## Task details
Leave out every line before the one containing "Query: pale pink sky", and set down that line and the rest through the end of the listing exactly.

## Extracted material

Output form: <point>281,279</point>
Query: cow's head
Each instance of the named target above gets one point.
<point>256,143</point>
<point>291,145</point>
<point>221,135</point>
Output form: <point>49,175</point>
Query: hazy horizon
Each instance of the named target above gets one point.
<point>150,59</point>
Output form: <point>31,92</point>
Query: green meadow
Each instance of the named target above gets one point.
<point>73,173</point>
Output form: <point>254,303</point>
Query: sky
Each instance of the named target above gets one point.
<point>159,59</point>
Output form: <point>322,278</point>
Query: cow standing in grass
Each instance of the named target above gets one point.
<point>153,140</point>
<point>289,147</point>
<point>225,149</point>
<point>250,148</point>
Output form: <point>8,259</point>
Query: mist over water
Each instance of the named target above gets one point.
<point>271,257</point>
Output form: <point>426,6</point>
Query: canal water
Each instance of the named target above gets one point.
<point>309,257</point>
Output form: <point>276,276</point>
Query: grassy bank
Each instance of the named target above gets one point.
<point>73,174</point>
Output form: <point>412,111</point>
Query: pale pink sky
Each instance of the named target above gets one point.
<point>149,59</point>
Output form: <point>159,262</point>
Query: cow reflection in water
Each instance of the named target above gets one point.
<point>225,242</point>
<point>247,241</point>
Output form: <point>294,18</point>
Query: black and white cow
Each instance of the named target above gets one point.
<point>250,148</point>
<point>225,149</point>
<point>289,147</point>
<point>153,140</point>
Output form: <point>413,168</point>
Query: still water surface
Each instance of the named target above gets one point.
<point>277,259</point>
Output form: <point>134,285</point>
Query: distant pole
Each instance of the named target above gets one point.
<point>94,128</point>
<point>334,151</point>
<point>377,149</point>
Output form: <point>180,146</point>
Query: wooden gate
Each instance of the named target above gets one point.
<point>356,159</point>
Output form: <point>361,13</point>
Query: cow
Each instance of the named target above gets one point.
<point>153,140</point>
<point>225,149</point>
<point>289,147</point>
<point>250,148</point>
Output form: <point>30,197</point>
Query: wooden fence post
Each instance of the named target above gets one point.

## Exercise output
Query: pale pink sky
Each instance of the named target above gets one point.
<point>149,59</point>
Output form: <point>159,262</point>
Query: cow reflection in water
Each instance of the named target above gets one point.
<point>225,242</point>
<point>247,241</point>
Output form: <point>294,18</point>
Query: black and white cow
Each instance of the named target above gets one point.
<point>250,148</point>
<point>225,149</point>
<point>289,147</point>
<point>153,140</point>
Output form: <point>413,168</point>
Query: still water surface
Each instance of the named target above gets one point.
<point>277,259</point>
Output form: <point>134,285</point>
Query: distant pole
Each instance of the named target above gets one point.
<point>94,128</point>
<point>334,151</point>
<point>377,149</point>
Output form: <point>180,146</point>
Query: wooden gate
Each instance of the named target above gets one point.
<point>356,159</point>
Output form: <point>361,13</point>
Query: cow
Each instance of the named target above gets one point.
<point>153,140</point>
<point>225,149</point>
<point>289,147</point>
<point>250,148</point>
Output form: <point>30,197</point>
Query: wooden fence post
Each instance of the named target above gets one point.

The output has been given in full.